━━━ Records for the exercise

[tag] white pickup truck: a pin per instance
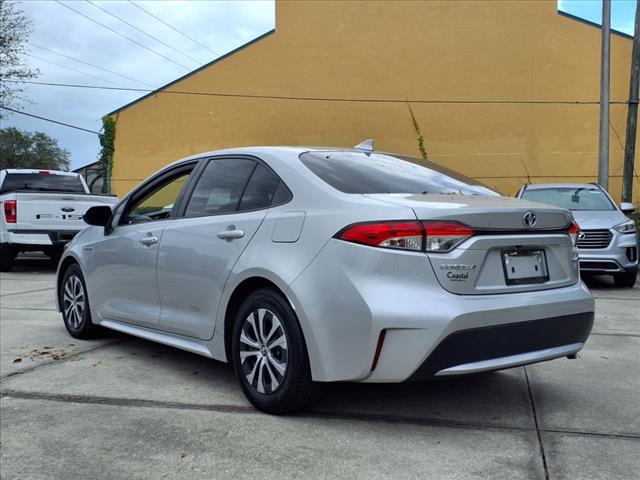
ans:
(41, 210)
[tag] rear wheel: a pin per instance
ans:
(626, 279)
(270, 355)
(7, 256)
(74, 303)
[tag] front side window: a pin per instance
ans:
(220, 187)
(573, 198)
(359, 172)
(157, 202)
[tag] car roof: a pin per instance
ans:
(540, 186)
(38, 170)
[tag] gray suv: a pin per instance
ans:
(608, 240)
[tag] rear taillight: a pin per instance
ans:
(445, 236)
(10, 211)
(429, 236)
(574, 230)
(402, 235)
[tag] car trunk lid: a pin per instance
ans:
(507, 253)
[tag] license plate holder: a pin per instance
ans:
(524, 266)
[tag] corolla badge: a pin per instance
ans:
(529, 219)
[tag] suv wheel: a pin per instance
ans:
(626, 279)
(75, 305)
(270, 356)
(7, 255)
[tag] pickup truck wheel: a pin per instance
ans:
(74, 304)
(270, 355)
(7, 255)
(626, 279)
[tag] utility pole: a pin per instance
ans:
(603, 153)
(632, 114)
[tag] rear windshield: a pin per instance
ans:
(356, 172)
(580, 198)
(43, 182)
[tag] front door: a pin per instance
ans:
(124, 283)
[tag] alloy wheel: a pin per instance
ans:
(73, 301)
(263, 351)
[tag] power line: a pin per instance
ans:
(50, 120)
(145, 33)
(330, 99)
(173, 28)
(121, 34)
(89, 64)
(69, 68)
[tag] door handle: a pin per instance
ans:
(231, 233)
(148, 241)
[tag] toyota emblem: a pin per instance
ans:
(529, 219)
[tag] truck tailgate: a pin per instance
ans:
(55, 211)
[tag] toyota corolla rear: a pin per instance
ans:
(443, 278)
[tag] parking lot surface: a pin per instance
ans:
(121, 407)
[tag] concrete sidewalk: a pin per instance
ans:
(121, 407)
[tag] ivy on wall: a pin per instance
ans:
(105, 158)
(416, 127)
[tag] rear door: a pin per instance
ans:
(123, 282)
(198, 251)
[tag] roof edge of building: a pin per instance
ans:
(193, 72)
(594, 24)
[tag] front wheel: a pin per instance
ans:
(74, 303)
(626, 279)
(270, 355)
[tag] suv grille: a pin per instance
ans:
(594, 239)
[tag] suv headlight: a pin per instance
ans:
(626, 227)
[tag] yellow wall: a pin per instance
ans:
(446, 50)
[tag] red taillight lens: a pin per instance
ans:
(574, 230)
(10, 211)
(403, 235)
(430, 236)
(444, 236)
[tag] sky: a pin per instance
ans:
(220, 26)
(216, 26)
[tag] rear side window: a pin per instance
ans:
(356, 172)
(42, 182)
(262, 189)
(220, 187)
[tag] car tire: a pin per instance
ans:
(7, 256)
(74, 303)
(270, 355)
(626, 279)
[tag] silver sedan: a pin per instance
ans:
(301, 266)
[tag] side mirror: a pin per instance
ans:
(99, 216)
(627, 207)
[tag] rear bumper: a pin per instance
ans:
(507, 345)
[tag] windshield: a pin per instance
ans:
(580, 198)
(359, 172)
(44, 182)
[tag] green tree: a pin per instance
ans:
(15, 29)
(19, 149)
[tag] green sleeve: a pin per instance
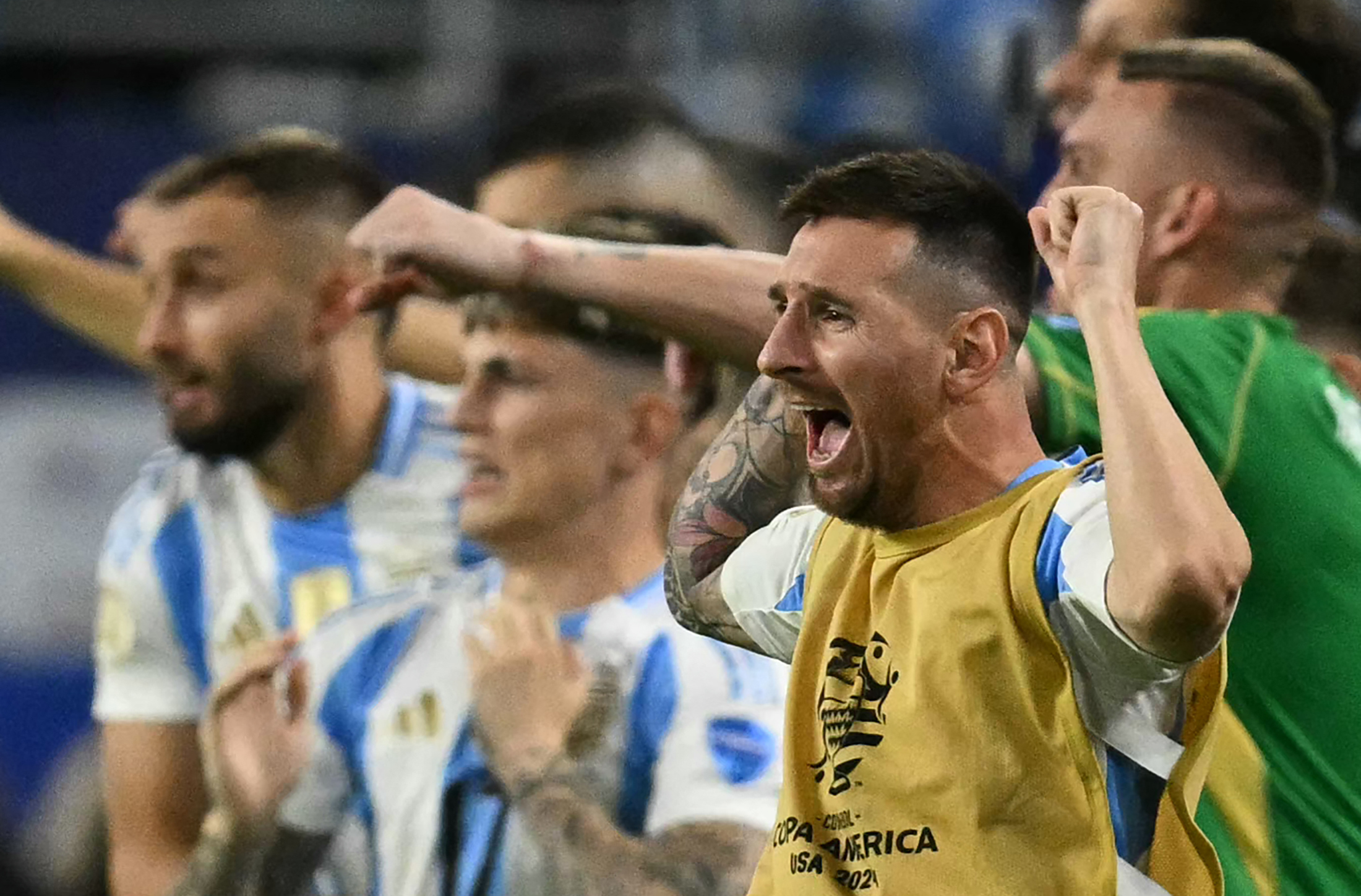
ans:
(1206, 362)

━━━━━━

Could you copy the items from the line holding "[tag] rear side window: a pin per instance" through the end of the items, inclusive, and leave the pictures out of your answer?

[tag] rear side window: a pin per instance
ans:
(356, 172)
(42, 182)
(262, 189)
(220, 187)
[tag] car tire: a pin per instance
ans:
(7, 256)
(74, 303)
(270, 355)
(626, 279)
[tag] silver sedan: a pin per instance
ans:
(301, 266)
[tag] side mirror: a pin per instance
ans:
(99, 216)
(627, 207)
[tag] rear bumper: a pin per instance
ans:
(507, 345)
[tag] windshield: a pin per instance
ans:
(580, 198)
(359, 172)
(44, 182)
[tag] green tree: a pin per instance
ans:
(15, 29)
(19, 149)
[tag] green sleeve: a pin per instance
ans:
(1206, 362)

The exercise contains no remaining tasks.